▶ _Given request_
Put every line of the data below into a JSON list of strings, one string per line, with blank lines left out. Leave the pictures out of the list.
====
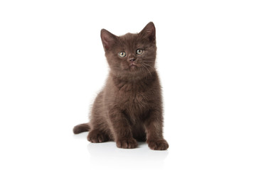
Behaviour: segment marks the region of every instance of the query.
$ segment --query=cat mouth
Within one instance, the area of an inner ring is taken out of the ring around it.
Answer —
[[[134,62],[131,63],[129,65],[130,67],[137,67],[137,64]]]

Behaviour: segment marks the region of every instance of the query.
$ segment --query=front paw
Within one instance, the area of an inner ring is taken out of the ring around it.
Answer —
[[[137,147],[137,141],[133,138],[117,140],[117,147],[119,148],[132,149]]]
[[[166,150],[169,147],[167,142],[164,139],[147,140],[146,143],[152,150]]]

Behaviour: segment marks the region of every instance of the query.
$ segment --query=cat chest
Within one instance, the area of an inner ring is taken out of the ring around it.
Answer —
[[[123,109],[129,112],[142,113],[149,107],[148,97],[143,93],[124,94],[119,100]]]

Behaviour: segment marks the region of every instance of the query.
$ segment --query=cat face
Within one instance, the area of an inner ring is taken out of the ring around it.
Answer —
[[[146,74],[154,70],[156,29],[152,22],[139,33],[116,36],[101,30],[101,39],[111,71],[118,74]]]

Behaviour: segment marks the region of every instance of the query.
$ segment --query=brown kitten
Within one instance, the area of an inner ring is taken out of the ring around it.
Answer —
[[[151,149],[167,149],[161,86],[154,67],[154,23],[137,34],[118,37],[102,29],[100,35],[110,74],[94,102],[90,123],[75,126],[74,133],[89,131],[91,142],[115,141],[120,148],[134,148],[138,140],[146,141]]]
====
▶ _Exercise solution_
[
  "Behaviour: segment marks the region of every instance of the query.",
  "$ segment --query=cat mouth",
  "Within one instance, the area of an inner ring is taken out of the ring around it.",
  "Answer —",
  "[[[134,62],[131,63],[129,65],[130,67],[137,67],[137,64]]]",
  "Behaviour: segment marks the region of every instance of the query.",
  "$ segment --query=front paw",
  "Within one instance, the area of an inner ring is taken out of the ring around it.",
  "Answer —",
  "[[[137,147],[137,141],[133,138],[117,140],[117,147],[119,148],[132,149]]]",
  "[[[166,150],[169,147],[167,142],[164,139],[147,140],[146,143],[152,150]]]",
  "Behaviour: segment marks the region of every instance of the query.",
  "$ segment --query=cat chest",
  "Within one instance, the area of an inner ring is taken out of the ring around it.",
  "Answer —",
  "[[[123,109],[129,112],[142,113],[149,107],[148,97],[143,93],[124,94],[119,100]]]",
  "Behaviour: segment marks the region of every instance of the query.",
  "$ segment --query=cat face",
  "Within one instance, the area of an inner ring is taken out of the ring around it.",
  "Answer —",
  "[[[146,74],[154,70],[156,29],[152,22],[139,33],[116,36],[101,30],[101,39],[111,71],[118,74]]]",
  "Behaviour: segment marks the region of every instance of the query.",
  "$ segment --query=brown kitten",
  "Within one instance, the area of an inner ring is taken out of the ring around it.",
  "Answer —",
  "[[[151,149],[167,149],[161,86],[154,67],[154,23],[137,34],[118,37],[102,29],[100,35],[110,74],[94,102],[90,123],[75,126],[74,133],[89,131],[91,142],[115,141],[120,148],[134,148],[138,140],[146,141]]]"
]